» **WORK TO BE COMPLETED**: Starting with the line that contains "Trace the outline of every instance of the overcast" and going on through the end of the entries, render those lines as a numbered list, with blank lines and pictures left out.
## Begin DATA SECTION
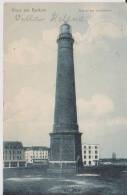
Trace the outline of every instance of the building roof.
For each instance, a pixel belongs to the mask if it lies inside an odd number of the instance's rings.
[[[3,147],[5,149],[21,149],[23,148],[22,142],[17,142],[17,141],[5,141],[3,143]]]
[[[31,147],[24,147],[25,150],[50,150],[50,148],[46,146],[31,146]]]

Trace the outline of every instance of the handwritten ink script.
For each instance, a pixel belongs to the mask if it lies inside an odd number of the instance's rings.
[[[15,21],[20,22],[42,22],[48,20],[49,22],[60,23],[66,22],[84,22],[88,13],[109,12],[111,10],[97,10],[97,9],[78,9],[75,15],[70,13],[60,14],[56,11],[48,14],[45,8],[12,8],[12,13]]]

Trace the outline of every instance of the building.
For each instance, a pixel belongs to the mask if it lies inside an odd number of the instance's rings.
[[[5,141],[3,144],[5,168],[25,167],[24,148],[21,142]]]
[[[96,166],[99,164],[99,145],[83,144],[82,159],[84,166]]]
[[[27,165],[47,165],[49,161],[49,148],[42,146],[25,147],[25,160]]]
[[[77,123],[74,39],[69,24],[60,26],[57,39],[57,78],[53,132],[50,133],[50,173],[73,174],[82,168],[81,133]]]

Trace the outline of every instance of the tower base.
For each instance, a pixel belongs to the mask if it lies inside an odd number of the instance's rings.
[[[82,168],[81,133],[51,133],[48,173],[73,175]]]

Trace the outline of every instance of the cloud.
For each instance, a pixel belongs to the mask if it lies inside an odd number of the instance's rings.
[[[11,102],[5,102],[5,121],[31,122],[49,119],[52,112],[52,98],[32,87],[24,87]]]
[[[102,116],[114,111],[113,100],[102,94],[95,94],[90,99],[80,98],[77,102],[79,112]]]
[[[108,126],[127,126],[127,117],[114,117],[107,121]]]
[[[57,46],[54,43],[57,34],[58,30],[53,28],[42,31],[42,35],[36,43],[29,38],[21,38],[11,42],[5,54],[6,65],[35,66],[40,63],[54,62],[56,59],[54,52],[56,52]]]

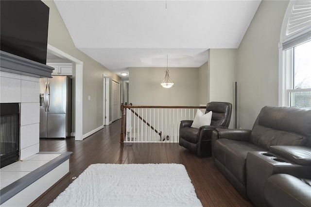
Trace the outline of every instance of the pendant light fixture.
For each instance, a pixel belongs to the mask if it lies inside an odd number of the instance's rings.
[[[173,81],[170,78],[169,75],[169,55],[166,56],[166,70],[165,71],[165,77],[162,83],[161,86],[165,88],[170,88],[175,85]]]

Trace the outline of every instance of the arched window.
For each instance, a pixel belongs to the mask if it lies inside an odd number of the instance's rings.
[[[311,0],[290,1],[279,46],[279,105],[311,108]]]

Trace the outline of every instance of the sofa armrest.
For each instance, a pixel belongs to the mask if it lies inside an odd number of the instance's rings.
[[[311,166],[311,148],[302,146],[271,146],[269,150],[301,165]]]
[[[215,139],[226,138],[237,141],[248,141],[252,130],[250,129],[220,129],[217,132]],[[214,136],[216,135],[215,134]]]
[[[272,207],[311,206],[311,186],[287,174],[276,174],[266,182],[263,196],[266,204]]]
[[[210,140],[212,137],[212,133],[218,128],[227,129],[225,126],[202,126],[199,128],[198,132],[198,140],[199,141],[204,140]]]
[[[180,125],[179,125],[179,129],[182,128],[189,127],[190,127],[192,124],[193,120],[182,120],[180,121]]]

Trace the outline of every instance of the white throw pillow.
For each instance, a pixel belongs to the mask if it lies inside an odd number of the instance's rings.
[[[212,120],[212,112],[211,111],[204,114],[201,110],[197,109],[191,127],[198,129],[202,126],[210,125]]]

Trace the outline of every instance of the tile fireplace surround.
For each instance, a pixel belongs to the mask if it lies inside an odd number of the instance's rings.
[[[20,159],[39,152],[39,79],[53,69],[3,51],[0,53],[0,103],[20,104]]]
[[[0,103],[20,103],[20,154],[39,152],[39,78],[0,71]]]

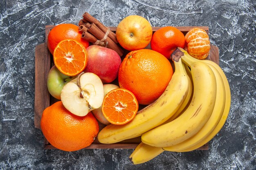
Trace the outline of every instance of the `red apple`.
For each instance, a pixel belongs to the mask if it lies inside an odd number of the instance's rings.
[[[129,51],[144,49],[152,37],[152,27],[149,22],[139,15],[124,18],[117,27],[117,39],[124,48]]]
[[[88,64],[85,72],[98,75],[103,83],[112,82],[117,77],[121,58],[115,51],[103,46],[92,45],[88,46]]]

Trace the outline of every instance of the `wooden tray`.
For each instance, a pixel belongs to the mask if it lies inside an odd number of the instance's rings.
[[[35,108],[34,124],[35,127],[40,129],[40,121],[43,110],[47,107],[58,101],[50,95],[47,89],[47,79],[48,73],[51,67],[53,65],[52,55],[47,47],[48,35],[54,26],[47,25],[45,26],[45,42],[36,47],[35,56]],[[177,27],[184,35],[191,28],[195,26]],[[209,33],[209,28],[207,26],[197,26],[201,28]],[[153,27],[154,32],[161,27]],[[116,27],[110,27],[110,30],[115,31]],[[126,53],[123,56],[124,57]],[[122,57],[122,58],[123,58]],[[212,60],[219,64],[219,49],[211,45],[211,51],[209,56],[207,59]],[[101,130],[106,125],[99,122],[99,130]],[[101,144],[96,138],[95,141],[87,149],[133,149],[141,141],[140,137],[126,140],[113,144]],[[56,149],[45,138],[44,148],[45,149]],[[198,149],[201,150],[207,150],[208,144],[207,144]]]

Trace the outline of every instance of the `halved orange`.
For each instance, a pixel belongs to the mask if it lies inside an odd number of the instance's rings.
[[[53,52],[56,67],[63,74],[76,75],[84,70],[88,62],[88,54],[83,46],[74,40],[58,43]]]
[[[139,104],[134,95],[124,88],[109,92],[102,103],[102,113],[112,124],[122,125],[131,121],[137,113]]]

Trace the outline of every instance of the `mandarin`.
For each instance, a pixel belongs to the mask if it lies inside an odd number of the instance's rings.
[[[148,49],[131,51],[119,69],[120,87],[134,94],[139,104],[148,105],[164,91],[173,73],[169,60],[160,53]]]
[[[59,101],[43,111],[41,129],[53,146],[66,151],[74,151],[90,146],[97,136],[99,127],[91,112],[85,116],[76,116]]]
[[[64,40],[76,40],[81,43],[86,49],[89,46],[88,41],[82,38],[82,33],[79,31],[79,27],[72,24],[61,24],[55,26],[50,31],[48,35],[47,46],[52,54],[58,44]]]
[[[129,91],[122,88],[108,93],[102,103],[102,113],[110,123],[115,125],[127,124],[134,118],[139,109],[136,97]]]
[[[54,64],[65,75],[74,76],[83,71],[88,63],[86,49],[79,42],[65,40],[56,46],[53,52]]]
[[[168,59],[177,47],[184,48],[185,37],[177,29],[171,26],[165,26],[153,34],[151,40],[151,49],[161,53]]]

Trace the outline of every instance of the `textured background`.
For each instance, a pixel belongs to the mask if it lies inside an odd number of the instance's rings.
[[[0,1],[0,169],[256,169],[255,0]],[[231,93],[225,126],[207,151],[165,152],[133,165],[131,149],[43,148],[34,127],[34,54],[46,25],[77,24],[85,11],[108,26],[142,16],[152,26],[206,26]]]

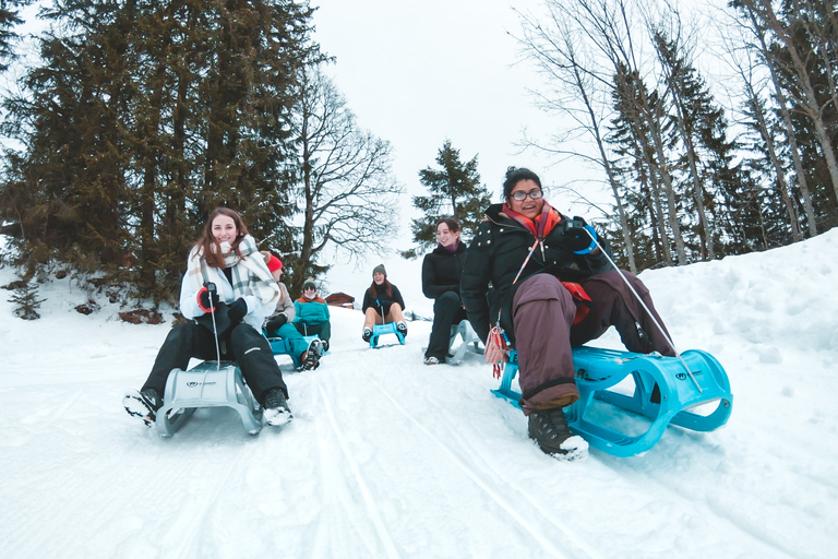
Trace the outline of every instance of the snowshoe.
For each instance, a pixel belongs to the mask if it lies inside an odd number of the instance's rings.
[[[264,418],[267,425],[277,427],[294,419],[291,409],[288,407],[288,402],[285,399],[285,394],[279,389],[267,391],[263,407],[265,408]]]

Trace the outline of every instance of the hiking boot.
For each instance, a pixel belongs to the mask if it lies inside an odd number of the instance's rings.
[[[300,365],[300,370],[313,371],[320,367],[320,356],[322,355],[322,346],[320,345],[320,340],[312,340],[311,345],[309,345],[309,350],[302,355],[303,357],[302,365]]]
[[[267,425],[285,425],[294,419],[291,408],[288,407],[288,402],[285,400],[285,393],[279,389],[271,389],[265,393],[265,402],[262,407],[265,408],[263,417]]]
[[[554,459],[573,461],[588,455],[588,443],[571,432],[561,407],[531,413],[527,431],[541,451]]]
[[[157,411],[163,407],[163,396],[156,389],[132,390],[122,399],[122,405],[128,415],[142,419],[146,427],[151,427],[157,419]]]

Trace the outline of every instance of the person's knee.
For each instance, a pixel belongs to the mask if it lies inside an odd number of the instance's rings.
[[[558,277],[550,274],[538,274],[527,280],[518,288],[515,299],[516,306],[549,300],[573,304],[571,293]]]

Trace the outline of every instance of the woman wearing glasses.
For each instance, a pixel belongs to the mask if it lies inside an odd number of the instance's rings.
[[[587,443],[572,436],[562,411],[579,397],[571,347],[613,325],[631,352],[673,352],[668,334],[658,331],[600,250],[609,250],[606,241],[584,219],[547,203],[535,173],[510,167],[503,195],[504,203],[486,211],[468,248],[460,297],[483,342],[500,325],[518,353],[529,437],[543,452],[575,460],[587,454]],[[623,273],[662,324],[646,286]],[[492,349],[487,346],[488,359]]]

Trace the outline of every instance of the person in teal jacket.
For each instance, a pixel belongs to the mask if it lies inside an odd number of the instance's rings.
[[[318,286],[313,280],[306,280],[302,284],[302,297],[294,301],[294,310],[297,317],[294,325],[304,336],[319,335],[323,344],[323,350],[328,350],[328,341],[332,337],[332,323],[330,322],[328,304],[318,295]]]

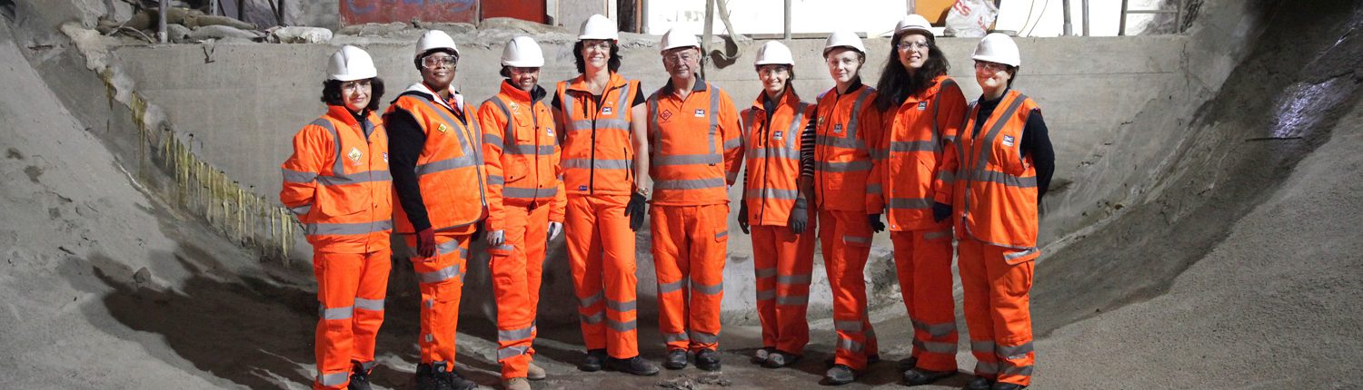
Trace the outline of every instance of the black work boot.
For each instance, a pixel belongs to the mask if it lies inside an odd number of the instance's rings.
[[[638,355],[630,359],[611,357],[608,368],[639,376],[658,375],[658,367],[649,363],[649,360],[643,360],[643,357]]]
[[[578,364],[578,370],[586,372],[601,371],[601,364],[605,364],[607,357],[605,349],[587,349],[587,359],[582,360],[582,364]]]
[[[695,368],[705,371],[720,371],[720,352],[714,349],[701,349],[695,355]]]
[[[668,351],[668,360],[662,361],[662,367],[667,367],[668,370],[686,368],[686,349]]]

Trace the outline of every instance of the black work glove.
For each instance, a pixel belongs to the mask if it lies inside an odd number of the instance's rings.
[[[882,231],[885,231],[885,223],[880,221],[880,215],[878,215],[878,213],[868,213],[868,215],[866,215],[866,221],[871,223],[871,231],[874,231],[874,232],[882,232]]]
[[[649,198],[641,193],[630,194],[630,204],[624,205],[624,216],[630,217],[630,230],[639,231],[643,227],[643,213],[647,212]]]
[[[951,216],[951,205],[935,201],[932,202],[932,220],[942,221]]]
[[[791,208],[791,219],[785,221],[791,227],[791,232],[799,235],[804,232],[804,227],[810,224],[810,209],[807,208],[806,200],[795,200],[795,207]]]

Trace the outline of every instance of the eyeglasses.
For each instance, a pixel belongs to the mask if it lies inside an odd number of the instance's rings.
[[[448,67],[448,68],[454,68],[454,65],[458,64],[458,63],[459,63],[459,58],[458,57],[453,57],[453,56],[429,56],[429,57],[421,58],[421,67],[425,67],[427,69],[433,69],[433,68],[440,67],[440,65],[444,65],[444,67]]]
[[[369,79],[341,83],[341,90],[346,92],[354,92],[356,90],[361,88],[369,90],[373,86],[369,84]]]

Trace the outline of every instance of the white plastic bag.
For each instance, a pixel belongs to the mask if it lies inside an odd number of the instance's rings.
[[[946,35],[983,38],[990,33],[990,24],[999,16],[999,8],[990,0],[955,0],[946,14]]]

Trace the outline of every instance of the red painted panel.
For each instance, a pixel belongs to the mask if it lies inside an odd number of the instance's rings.
[[[341,24],[406,23],[412,19],[477,23],[478,0],[341,0]]]
[[[483,19],[517,18],[544,23],[544,0],[493,0],[483,3]]]

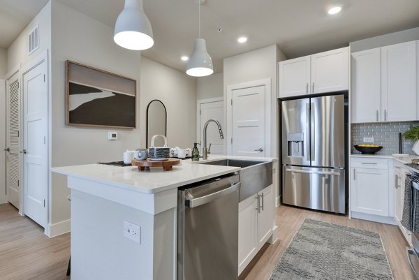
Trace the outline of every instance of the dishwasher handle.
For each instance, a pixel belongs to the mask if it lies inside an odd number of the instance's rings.
[[[215,193],[210,193],[207,196],[201,196],[200,198],[186,199],[185,200],[185,205],[189,207],[193,208],[204,204],[209,203],[212,201],[215,200],[217,198],[219,198],[224,196],[228,196],[230,193],[235,192],[240,187],[240,184],[241,183],[240,182],[235,183],[231,186],[216,191]]]

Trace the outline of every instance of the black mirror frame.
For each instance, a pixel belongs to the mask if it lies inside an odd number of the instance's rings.
[[[153,99],[152,100],[148,105],[147,105],[147,111],[146,111],[146,124],[145,124],[145,147],[148,148],[149,147],[149,142],[148,142],[148,128],[149,128],[149,117],[148,117],[148,110],[149,110],[149,108],[150,107],[150,105],[154,102],[154,101],[157,101],[157,102],[160,102],[161,103],[161,105],[163,105],[163,108],[164,108],[164,121],[165,121],[165,126],[164,126],[164,135],[167,137],[167,133],[168,133],[168,110],[166,110],[166,106],[164,105],[164,103],[163,102],[161,102],[161,101],[159,101],[159,99]]]

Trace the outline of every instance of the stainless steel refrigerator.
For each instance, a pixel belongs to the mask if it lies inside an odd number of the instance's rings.
[[[346,100],[339,94],[281,102],[283,203],[345,213]]]

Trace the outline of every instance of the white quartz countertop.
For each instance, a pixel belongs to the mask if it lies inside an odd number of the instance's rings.
[[[200,159],[199,162],[222,159],[261,161],[277,160],[276,158],[247,158],[212,154],[206,161]],[[181,165],[175,165],[173,170],[170,171],[163,171],[161,168],[150,168],[149,170],[139,171],[135,166],[121,167],[97,163],[56,167],[51,168],[51,171],[122,189],[151,193],[178,188],[188,184],[233,172],[240,169],[233,166],[197,164],[189,159],[182,160]]]
[[[366,157],[366,158],[381,158],[381,159],[394,159],[402,163],[411,163],[412,159],[419,159],[419,156],[409,154],[406,156],[397,156],[392,154],[352,154],[352,157]]]

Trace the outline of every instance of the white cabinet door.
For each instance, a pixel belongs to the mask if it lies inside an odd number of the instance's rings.
[[[243,270],[258,253],[257,194],[239,203],[239,271]]]
[[[310,93],[310,56],[279,63],[278,97],[289,97]]]
[[[351,211],[389,216],[388,170],[352,168]]]
[[[348,47],[311,55],[311,93],[324,93],[349,88]]]
[[[258,193],[260,212],[258,214],[258,248],[260,249],[272,234],[274,196],[272,185]]]
[[[404,195],[402,194],[402,180],[404,181],[404,175],[400,171],[400,168],[395,166],[395,219],[396,222],[399,223],[402,221],[402,215],[403,214],[403,200],[402,196]]]
[[[353,52],[351,62],[351,122],[379,121],[381,118],[381,49]]]
[[[381,121],[416,119],[416,41],[381,47]]]

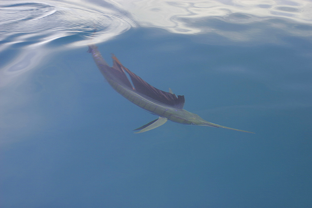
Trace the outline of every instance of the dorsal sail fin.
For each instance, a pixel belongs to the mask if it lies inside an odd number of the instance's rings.
[[[185,102],[184,95],[178,95],[177,97],[174,94],[154,87],[124,66],[115,55],[112,58],[114,62],[113,67],[119,70],[125,71],[129,74],[135,90],[163,103],[178,108],[183,108]]]

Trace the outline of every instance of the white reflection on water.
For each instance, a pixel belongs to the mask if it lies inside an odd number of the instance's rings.
[[[0,125],[8,135],[17,129],[32,131],[44,125],[34,107],[15,110],[35,102],[29,101],[32,92],[16,85],[44,58],[64,48],[104,42],[135,27],[201,35],[193,41],[202,44],[283,44],[281,34],[312,36],[312,2],[304,0],[2,0],[0,13]],[[7,55],[12,48],[16,52]],[[250,69],[225,69],[268,77]],[[300,84],[278,85],[310,89],[309,84]]]

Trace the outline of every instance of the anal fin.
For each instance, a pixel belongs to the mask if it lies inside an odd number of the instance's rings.
[[[168,119],[163,117],[159,117],[157,119],[153,121],[148,124],[143,125],[139,128],[134,129],[134,130],[141,130],[134,133],[142,133],[142,132],[149,131],[150,130],[157,128],[163,125],[168,121]]]

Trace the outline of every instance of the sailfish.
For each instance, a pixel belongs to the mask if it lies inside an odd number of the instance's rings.
[[[170,120],[183,124],[212,126],[253,133],[211,123],[197,114],[184,110],[184,95],[178,95],[177,97],[170,88],[169,92],[167,92],[152,86],[124,66],[113,54],[112,57],[113,66],[110,67],[95,45],[88,46],[88,52],[92,54],[99,69],[112,87],[131,102],[159,116],[158,118],[134,129],[134,130],[139,130],[135,133],[141,133],[155,129]]]

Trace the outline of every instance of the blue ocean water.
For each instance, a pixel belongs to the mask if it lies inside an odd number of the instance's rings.
[[[311,8],[2,1],[1,206],[312,206]],[[186,110],[256,134],[133,134],[157,117],[111,88],[90,43]]]

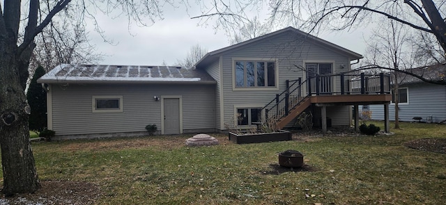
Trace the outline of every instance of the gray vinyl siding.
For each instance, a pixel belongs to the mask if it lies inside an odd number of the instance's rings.
[[[214,62],[210,66],[206,69],[206,72],[212,76],[216,81],[217,85],[215,87],[215,126],[217,129],[222,129],[220,127],[220,93],[222,92],[222,83],[220,78],[220,60]]]
[[[433,122],[446,120],[446,86],[427,83],[400,85],[408,88],[408,104],[399,104],[400,121],[410,122],[413,117],[422,117],[426,122],[427,117],[432,116]],[[371,105],[372,120],[384,120],[383,105]],[[394,104],[389,106],[389,118],[395,119]]]
[[[291,35],[289,35],[291,33]],[[291,32],[284,33],[276,38],[257,42],[254,44],[247,45],[236,51],[223,54],[222,86],[224,95],[224,109],[225,123],[233,123],[234,106],[249,104],[266,105],[272,100],[276,94],[280,94],[286,89],[286,80],[295,80],[302,77],[302,69],[297,66],[302,66],[303,60],[311,60],[307,63],[321,63],[326,60],[334,62],[333,72],[346,71],[346,68],[340,69],[341,65],[348,65],[347,56],[327,49],[319,44],[311,42],[309,39],[304,41],[295,38]],[[292,43],[290,44],[290,42]],[[277,68],[279,70],[279,90],[233,90],[233,58],[275,58],[278,59]],[[340,83],[337,83],[339,88]],[[348,110],[348,108],[343,110]],[[348,113],[337,113],[348,117]],[[339,115],[339,116],[341,116]],[[348,119],[348,118],[347,118]],[[345,121],[345,122],[344,122]],[[348,120],[337,120],[339,124],[350,124]]]
[[[53,130],[57,136],[145,131],[148,124],[161,129],[161,101],[153,96],[183,99],[183,131],[215,128],[214,85],[53,85]],[[92,113],[92,96],[123,97],[121,113]]]

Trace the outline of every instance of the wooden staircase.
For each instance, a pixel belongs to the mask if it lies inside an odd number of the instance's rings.
[[[293,119],[299,116],[307,108],[312,104],[309,99],[309,97],[305,97],[303,100],[300,101],[300,103],[294,106],[291,110],[289,110],[288,115],[281,117],[277,120],[277,128],[279,129],[283,129],[293,120]]]

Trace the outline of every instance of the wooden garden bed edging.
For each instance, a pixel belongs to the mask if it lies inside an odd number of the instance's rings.
[[[292,140],[291,133],[284,130],[268,133],[252,133],[238,135],[229,132],[229,140],[237,144],[261,143],[278,141],[288,141]]]

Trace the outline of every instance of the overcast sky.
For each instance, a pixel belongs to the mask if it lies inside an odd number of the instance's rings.
[[[97,19],[105,35],[116,44],[105,42],[92,27],[89,27],[96,51],[106,55],[100,63],[161,65],[165,62],[168,65],[174,65],[177,60],[184,59],[190,47],[197,44],[207,48],[208,51],[229,46],[229,37],[223,30],[215,31],[212,22],[207,27],[199,26],[199,19],[190,18],[199,15],[198,11],[194,13],[189,9],[187,14],[184,8],[171,6],[166,6],[163,10],[163,20],[156,21],[148,27],[132,25],[130,28],[124,17],[112,19],[98,15]],[[364,55],[366,47],[364,35],[367,33],[357,29],[318,37]]]

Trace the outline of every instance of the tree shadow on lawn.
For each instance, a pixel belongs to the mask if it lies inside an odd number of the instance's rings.
[[[270,164],[271,170],[261,171],[263,175],[279,175],[285,172],[317,172],[318,170],[309,165],[303,165],[300,167],[285,167],[279,164]]]

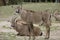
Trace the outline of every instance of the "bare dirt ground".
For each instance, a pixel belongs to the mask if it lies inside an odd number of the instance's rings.
[[[0,22],[0,40],[28,40],[28,37],[16,36],[17,32],[10,25],[7,21]],[[50,34],[49,40],[60,40],[60,23],[52,23]],[[36,40],[45,40],[44,35],[36,37]]]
## End DATA SECTION
» **FINISHED ANSWER**:
1. Trace the outline of every instance of the overcast sky.
2. For each instance, a pixel belongs to the mask if it lies inside an odd number of the instance's rings.
3. [[[97,19],[105,35],[116,44],[105,42],[92,27],[89,27],[96,51],[106,55],[100,63],[161,65],[165,62],[168,65],[174,65],[177,60],[184,59],[190,47],[197,44],[207,48],[208,51],[229,46],[229,37],[223,30],[215,31],[212,22],[207,27],[199,26],[199,19],[190,18],[199,15],[198,11],[194,13],[189,9],[187,14],[184,8],[171,6],[166,6],[163,10],[163,20],[156,21],[148,27],[132,25],[130,28],[124,17],[112,19],[98,15]],[[364,55],[366,47],[364,35],[367,33],[357,29],[318,37]]]
4. Trace the outline of every instance of the tree shadow on lawn.
5. For each instance, a pixel belongs to the mask if it lies inside an odd number of the instance's rings.
6. [[[270,164],[271,170],[261,171],[263,175],[279,175],[285,172],[317,172],[318,170],[309,165],[303,165],[300,167],[285,167],[279,164]]]
7. Trace the outline of every instance of the "bare dirt ground".
8. For each instance, a pixel belongs to the mask if it lies inside an odd number of the instance's rings.
9. [[[0,22],[0,40],[28,40],[28,37],[16,36],[17,32],[10,25],[7,21]],[[50,34],[49,40],[60,40],[60,23],[52,23]],[[36,40],[45,40],[44,35],[36,37]]]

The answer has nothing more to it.